▶ **Trecho fornecido**:

O trabalho dos cientistas pode ter grande impacto histórico e arqueológico, porque confirma que os tupiniquins de hoje pertencem ao grupo indígena que surgiu há mais de 5.000 anos na região do Rio Madeira e que, 2.000 anos atrás, começou a migrar para a costa atlântica da América do Sul.
Alguns historiadores e linguistas acreditavam que a costa teria sido povoada por descendentes do mesmo povo que originou os guaranis do sul do país (estes, por sua vez, também descendentes dos tupis). O que o estudo mostra, porém, é que isso não faz sentido em termos da distribuição genética dos índios brasileiros. Os tupi da costa, na verdade, chegaram ao Atlântico pela foz do Amazonas, e depois seguiram rumo ao sul pelo litoral.
— A gente usou essas duas hipóteses como modelos para tentar diferenciar o que aconteceu — conta Marcos Araújo Castro e Silva, geneticista da USP que assina o estudo como autor principal. — No fundo a gente não estava testando arqueologia nem linguística. A gente usou essas hipóteses, que já existiam há muito tempo, para testar testar com os dados genômicos.

▶ **Sua tarefa**: Reescreva de forma mais breve o parágrafo do trecho acima que começa com "Alguns historiadores e linguistas acreditavam", preservando seus fatos principais.

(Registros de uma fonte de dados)
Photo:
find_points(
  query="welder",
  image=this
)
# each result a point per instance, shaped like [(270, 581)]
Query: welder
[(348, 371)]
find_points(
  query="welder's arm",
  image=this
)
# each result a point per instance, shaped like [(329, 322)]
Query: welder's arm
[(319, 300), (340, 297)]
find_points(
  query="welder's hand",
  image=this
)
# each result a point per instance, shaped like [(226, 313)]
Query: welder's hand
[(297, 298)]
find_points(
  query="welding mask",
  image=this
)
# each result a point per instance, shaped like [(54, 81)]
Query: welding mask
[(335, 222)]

▶ **Resposta**: Historiadores e linguistas supunham que a costa fora povoada por descendentes do mesmo povo que deu origem aos guaranis do sul, também descendentes dos tupis. O estudo mostra que isso não condiz com a distribuição genética dos índios brasileiros. Os tupis da costa chegaram ao Atlântico pela foz do Amazonas e depois desceram para o sul pelo litoral.